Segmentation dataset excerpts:
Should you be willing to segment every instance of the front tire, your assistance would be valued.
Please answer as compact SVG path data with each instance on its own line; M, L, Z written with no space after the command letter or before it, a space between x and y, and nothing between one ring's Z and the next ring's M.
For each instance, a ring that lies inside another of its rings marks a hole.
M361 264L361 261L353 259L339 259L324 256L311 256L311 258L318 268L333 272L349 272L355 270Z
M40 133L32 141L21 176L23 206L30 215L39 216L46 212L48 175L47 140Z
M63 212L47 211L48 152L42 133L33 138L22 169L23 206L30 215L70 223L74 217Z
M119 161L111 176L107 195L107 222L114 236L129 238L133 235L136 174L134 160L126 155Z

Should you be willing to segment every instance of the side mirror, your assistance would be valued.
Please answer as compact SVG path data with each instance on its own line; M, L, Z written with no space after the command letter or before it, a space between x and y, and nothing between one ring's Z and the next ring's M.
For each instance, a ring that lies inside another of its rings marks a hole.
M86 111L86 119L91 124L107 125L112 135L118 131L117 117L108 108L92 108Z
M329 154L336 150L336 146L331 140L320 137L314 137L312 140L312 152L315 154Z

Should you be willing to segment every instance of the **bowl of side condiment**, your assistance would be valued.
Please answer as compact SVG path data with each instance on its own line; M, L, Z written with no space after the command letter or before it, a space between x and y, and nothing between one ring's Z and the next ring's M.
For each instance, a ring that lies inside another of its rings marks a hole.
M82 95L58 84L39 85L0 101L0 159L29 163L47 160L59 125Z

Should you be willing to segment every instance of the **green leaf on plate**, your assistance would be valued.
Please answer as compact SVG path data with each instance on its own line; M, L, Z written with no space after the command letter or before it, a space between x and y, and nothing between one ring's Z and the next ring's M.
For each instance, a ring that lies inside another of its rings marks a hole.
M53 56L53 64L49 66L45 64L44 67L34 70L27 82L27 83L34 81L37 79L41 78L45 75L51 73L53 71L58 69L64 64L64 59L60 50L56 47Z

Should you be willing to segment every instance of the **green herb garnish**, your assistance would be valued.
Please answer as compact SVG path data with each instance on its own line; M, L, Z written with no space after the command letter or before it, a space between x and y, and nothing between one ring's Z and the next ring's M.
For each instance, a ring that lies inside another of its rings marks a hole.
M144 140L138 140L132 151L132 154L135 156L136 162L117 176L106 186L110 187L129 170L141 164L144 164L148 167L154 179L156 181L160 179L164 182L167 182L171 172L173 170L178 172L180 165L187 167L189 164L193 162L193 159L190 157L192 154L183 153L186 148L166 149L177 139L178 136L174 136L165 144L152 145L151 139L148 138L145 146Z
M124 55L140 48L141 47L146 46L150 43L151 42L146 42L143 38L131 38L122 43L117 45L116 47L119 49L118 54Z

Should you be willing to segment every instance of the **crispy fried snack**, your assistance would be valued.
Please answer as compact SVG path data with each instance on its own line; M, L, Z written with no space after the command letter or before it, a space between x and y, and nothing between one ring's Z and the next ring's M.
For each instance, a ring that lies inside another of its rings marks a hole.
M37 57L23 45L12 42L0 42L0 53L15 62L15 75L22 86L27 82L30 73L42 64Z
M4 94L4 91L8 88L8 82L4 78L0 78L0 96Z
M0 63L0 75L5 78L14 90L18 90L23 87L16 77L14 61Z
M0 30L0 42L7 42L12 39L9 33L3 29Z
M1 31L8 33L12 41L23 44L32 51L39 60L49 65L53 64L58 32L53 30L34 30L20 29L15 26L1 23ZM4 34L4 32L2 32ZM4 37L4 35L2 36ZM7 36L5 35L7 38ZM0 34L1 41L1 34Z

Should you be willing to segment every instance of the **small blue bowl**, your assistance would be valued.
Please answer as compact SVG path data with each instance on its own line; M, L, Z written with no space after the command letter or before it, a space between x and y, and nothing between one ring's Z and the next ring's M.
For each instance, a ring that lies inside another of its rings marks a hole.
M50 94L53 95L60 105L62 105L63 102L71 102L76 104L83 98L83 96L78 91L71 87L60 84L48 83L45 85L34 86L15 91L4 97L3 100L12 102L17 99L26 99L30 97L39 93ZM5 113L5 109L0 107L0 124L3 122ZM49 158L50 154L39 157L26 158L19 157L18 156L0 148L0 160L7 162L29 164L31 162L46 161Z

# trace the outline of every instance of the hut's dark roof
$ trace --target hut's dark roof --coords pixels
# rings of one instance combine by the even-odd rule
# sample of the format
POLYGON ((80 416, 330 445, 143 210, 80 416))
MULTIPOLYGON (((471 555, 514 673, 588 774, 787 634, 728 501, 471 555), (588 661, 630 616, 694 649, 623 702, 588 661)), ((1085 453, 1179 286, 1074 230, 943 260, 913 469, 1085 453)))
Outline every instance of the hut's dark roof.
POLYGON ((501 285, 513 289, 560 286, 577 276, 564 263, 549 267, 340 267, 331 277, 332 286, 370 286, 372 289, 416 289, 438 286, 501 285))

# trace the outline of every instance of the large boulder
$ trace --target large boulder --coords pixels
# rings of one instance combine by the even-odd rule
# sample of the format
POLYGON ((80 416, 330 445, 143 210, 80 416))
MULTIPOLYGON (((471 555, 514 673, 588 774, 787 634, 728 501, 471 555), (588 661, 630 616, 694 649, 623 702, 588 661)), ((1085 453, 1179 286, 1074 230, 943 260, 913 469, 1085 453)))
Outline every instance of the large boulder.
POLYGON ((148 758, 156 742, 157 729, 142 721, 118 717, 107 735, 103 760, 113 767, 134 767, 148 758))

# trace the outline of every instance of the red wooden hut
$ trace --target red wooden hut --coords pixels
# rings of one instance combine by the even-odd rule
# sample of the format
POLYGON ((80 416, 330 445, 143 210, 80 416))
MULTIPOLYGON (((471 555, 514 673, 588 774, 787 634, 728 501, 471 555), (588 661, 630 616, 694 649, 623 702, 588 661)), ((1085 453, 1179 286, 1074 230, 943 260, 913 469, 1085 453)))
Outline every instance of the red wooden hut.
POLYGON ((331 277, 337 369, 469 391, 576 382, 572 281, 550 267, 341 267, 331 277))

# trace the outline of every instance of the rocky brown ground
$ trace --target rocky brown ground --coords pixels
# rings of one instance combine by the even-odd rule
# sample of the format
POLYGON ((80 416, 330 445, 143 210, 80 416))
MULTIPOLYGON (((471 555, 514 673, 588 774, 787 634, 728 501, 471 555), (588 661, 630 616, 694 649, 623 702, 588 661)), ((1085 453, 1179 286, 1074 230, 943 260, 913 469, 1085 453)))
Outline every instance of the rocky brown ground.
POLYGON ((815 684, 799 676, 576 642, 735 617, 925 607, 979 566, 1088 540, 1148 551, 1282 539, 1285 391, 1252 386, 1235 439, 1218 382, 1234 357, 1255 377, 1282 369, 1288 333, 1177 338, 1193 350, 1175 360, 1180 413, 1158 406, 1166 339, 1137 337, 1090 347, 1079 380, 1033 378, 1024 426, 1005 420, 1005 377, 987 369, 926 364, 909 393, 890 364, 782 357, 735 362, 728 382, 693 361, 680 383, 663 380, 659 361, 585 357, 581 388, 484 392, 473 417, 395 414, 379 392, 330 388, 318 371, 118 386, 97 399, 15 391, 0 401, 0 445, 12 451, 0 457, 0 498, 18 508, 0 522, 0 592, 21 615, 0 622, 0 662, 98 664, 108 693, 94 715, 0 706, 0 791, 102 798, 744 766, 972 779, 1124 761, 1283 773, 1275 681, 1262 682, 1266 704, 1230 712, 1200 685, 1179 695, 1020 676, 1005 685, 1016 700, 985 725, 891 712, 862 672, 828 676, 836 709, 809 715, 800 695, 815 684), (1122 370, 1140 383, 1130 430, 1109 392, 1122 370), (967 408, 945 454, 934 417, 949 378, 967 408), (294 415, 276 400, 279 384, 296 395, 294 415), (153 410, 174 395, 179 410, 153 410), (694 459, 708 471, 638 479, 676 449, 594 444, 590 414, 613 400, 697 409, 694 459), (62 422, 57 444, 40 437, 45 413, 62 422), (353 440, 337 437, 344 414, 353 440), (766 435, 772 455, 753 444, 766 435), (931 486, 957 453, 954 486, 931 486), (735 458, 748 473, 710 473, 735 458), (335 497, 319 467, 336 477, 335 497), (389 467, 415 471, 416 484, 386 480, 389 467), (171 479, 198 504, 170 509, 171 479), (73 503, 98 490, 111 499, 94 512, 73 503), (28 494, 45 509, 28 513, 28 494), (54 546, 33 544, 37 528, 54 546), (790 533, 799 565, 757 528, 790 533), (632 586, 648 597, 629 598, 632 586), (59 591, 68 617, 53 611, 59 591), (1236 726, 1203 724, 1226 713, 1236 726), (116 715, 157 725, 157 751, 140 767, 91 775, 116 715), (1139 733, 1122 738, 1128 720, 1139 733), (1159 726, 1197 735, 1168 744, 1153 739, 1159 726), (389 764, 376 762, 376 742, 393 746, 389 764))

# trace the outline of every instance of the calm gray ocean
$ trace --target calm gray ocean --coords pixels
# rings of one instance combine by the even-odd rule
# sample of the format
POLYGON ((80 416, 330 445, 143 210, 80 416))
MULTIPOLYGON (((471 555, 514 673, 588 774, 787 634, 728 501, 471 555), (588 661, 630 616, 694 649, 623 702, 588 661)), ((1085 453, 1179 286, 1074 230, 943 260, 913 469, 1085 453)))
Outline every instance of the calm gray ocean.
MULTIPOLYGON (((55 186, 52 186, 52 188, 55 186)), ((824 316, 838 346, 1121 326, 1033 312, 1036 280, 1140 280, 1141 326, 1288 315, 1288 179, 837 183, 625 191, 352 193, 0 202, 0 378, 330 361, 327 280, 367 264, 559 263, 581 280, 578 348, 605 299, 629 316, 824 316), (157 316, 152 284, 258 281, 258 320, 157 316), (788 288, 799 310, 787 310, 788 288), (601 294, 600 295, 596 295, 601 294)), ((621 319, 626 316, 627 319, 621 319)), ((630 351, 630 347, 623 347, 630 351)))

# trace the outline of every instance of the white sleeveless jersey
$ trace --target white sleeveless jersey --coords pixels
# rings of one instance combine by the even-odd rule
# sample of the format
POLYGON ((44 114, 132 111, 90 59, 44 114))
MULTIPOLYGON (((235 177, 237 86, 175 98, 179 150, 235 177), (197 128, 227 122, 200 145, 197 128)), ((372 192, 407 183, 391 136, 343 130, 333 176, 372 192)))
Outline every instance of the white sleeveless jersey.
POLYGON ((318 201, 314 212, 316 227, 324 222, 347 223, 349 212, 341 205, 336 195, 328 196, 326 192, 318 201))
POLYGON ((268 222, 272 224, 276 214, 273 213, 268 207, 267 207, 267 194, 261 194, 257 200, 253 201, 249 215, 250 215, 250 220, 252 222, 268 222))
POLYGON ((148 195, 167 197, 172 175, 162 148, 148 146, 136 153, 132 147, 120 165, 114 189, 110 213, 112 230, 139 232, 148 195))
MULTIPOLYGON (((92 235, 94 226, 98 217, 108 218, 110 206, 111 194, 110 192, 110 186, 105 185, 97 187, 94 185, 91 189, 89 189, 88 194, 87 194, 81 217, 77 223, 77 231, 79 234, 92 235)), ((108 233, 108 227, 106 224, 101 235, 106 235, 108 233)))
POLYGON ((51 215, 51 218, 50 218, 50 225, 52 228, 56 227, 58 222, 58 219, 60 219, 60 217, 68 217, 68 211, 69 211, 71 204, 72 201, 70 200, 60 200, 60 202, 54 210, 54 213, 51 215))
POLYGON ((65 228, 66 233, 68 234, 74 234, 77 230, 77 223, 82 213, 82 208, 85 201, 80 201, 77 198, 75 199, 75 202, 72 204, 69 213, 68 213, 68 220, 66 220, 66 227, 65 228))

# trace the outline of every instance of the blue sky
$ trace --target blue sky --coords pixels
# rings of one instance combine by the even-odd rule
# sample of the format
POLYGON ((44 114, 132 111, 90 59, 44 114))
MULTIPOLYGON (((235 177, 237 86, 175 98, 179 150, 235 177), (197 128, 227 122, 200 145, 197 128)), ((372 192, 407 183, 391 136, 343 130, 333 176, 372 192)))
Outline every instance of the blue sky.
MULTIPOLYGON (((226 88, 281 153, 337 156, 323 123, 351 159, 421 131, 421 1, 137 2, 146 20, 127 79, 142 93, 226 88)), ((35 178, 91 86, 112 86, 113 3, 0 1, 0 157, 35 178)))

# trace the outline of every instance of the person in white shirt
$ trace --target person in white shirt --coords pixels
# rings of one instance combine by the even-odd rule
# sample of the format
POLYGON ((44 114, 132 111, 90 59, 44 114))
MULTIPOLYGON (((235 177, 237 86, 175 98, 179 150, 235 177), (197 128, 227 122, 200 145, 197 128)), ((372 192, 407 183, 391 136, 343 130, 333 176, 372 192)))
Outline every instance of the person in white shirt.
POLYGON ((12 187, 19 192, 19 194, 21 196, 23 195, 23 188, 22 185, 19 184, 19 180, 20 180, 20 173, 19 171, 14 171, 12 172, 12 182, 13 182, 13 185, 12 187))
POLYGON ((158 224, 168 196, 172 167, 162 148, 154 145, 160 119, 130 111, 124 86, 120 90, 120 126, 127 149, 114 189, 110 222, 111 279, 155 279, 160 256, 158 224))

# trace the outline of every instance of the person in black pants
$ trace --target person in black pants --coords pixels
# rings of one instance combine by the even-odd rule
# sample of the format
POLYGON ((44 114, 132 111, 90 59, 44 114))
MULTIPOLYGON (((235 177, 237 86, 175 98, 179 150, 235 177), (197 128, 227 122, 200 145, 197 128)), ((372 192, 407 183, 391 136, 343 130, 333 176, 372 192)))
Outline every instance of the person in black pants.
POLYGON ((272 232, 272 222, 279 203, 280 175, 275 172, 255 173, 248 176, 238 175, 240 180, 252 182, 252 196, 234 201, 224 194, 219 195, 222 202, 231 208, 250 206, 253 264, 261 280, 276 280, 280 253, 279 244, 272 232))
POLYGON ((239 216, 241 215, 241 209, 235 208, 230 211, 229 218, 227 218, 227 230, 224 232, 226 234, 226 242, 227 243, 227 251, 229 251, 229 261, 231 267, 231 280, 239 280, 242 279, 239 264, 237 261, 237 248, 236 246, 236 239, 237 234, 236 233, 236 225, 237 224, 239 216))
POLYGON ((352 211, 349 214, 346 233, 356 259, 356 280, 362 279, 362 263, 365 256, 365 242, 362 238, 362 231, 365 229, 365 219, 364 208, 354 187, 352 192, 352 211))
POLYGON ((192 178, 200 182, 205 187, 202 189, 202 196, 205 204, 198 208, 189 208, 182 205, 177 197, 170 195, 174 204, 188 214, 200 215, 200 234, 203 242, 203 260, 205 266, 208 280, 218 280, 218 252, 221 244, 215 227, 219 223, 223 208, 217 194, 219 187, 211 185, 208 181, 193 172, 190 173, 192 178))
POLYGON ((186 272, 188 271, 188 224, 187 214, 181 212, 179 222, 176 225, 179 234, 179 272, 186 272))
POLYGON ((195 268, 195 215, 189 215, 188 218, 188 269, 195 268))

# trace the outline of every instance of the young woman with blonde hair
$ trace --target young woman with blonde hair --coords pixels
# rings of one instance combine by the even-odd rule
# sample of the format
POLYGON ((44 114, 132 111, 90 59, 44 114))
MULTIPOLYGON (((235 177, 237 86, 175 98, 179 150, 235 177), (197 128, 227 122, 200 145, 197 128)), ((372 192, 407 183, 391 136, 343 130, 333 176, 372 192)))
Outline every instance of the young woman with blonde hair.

**Exercise details:**
Return the stretch of the entries above from the line that contains "plate**, your assistance would be valued." through the line that contains "M53 56L53 64L49", copying each line unchanged.

**Solution:**
Should you be willing to segment every instance of the **green leaf on plate**, your assistance would be valued.
Please answer as compact SVG path data with each instance on its own line; M, L, Z written with no space after the command letter or before it, a space between x and y, and nothing between one ring's Z and the next ring's M.
For each instance, a ring that lies inside another of its rings marks a hole.
M53 56L53 64L49 66L45 64L44 67L34 70L27 82L27 83L34 81L37 79L41 78L45 75L51 73L53 71L58 69L64 64L64 59L60 50L56 47Z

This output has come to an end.